STORED RECORDS:

^^^^^^^^^^^^^^^^

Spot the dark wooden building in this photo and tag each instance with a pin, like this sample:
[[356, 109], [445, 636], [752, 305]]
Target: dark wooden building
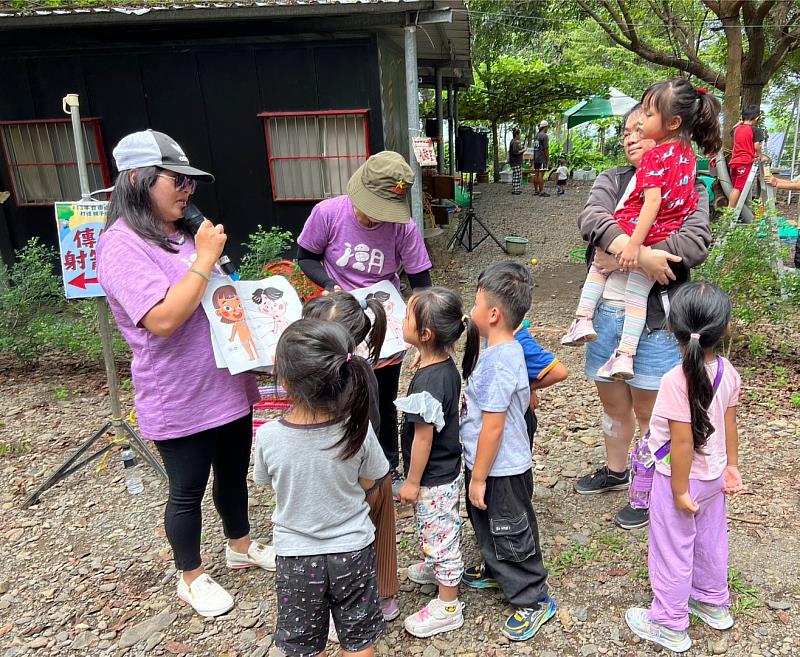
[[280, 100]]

^^^^^^^^^^^^^^^^

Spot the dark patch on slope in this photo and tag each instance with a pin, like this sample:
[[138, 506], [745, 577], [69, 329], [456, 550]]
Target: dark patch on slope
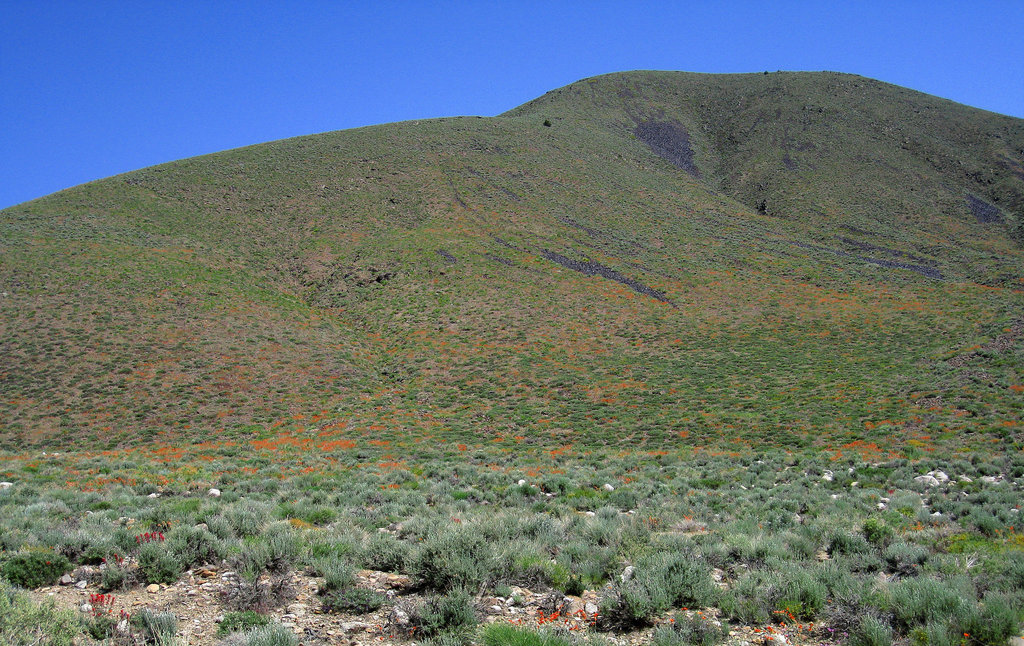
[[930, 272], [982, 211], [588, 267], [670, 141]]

^^^^^^^^^^^^^^^^

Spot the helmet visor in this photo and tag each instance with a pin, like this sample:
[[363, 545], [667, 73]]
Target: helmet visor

^^^^^^^^^^^^^^^^

Copy the lines between the ones holding "Spot the dark wooden" and "[[280, 100]]", inclusive, requests and all, and raise every coordinate in the answer points by 115 while leaving the sample points in the requests unchanged. Leave the pictures out.

FINAL ANSWER:
Spot the dark wooden building in this photo and tag each instance with a pin, like this sample:
[[356, 109], [445, 636], [752, 305]]
Target: dark wooden building
[[395, 215]]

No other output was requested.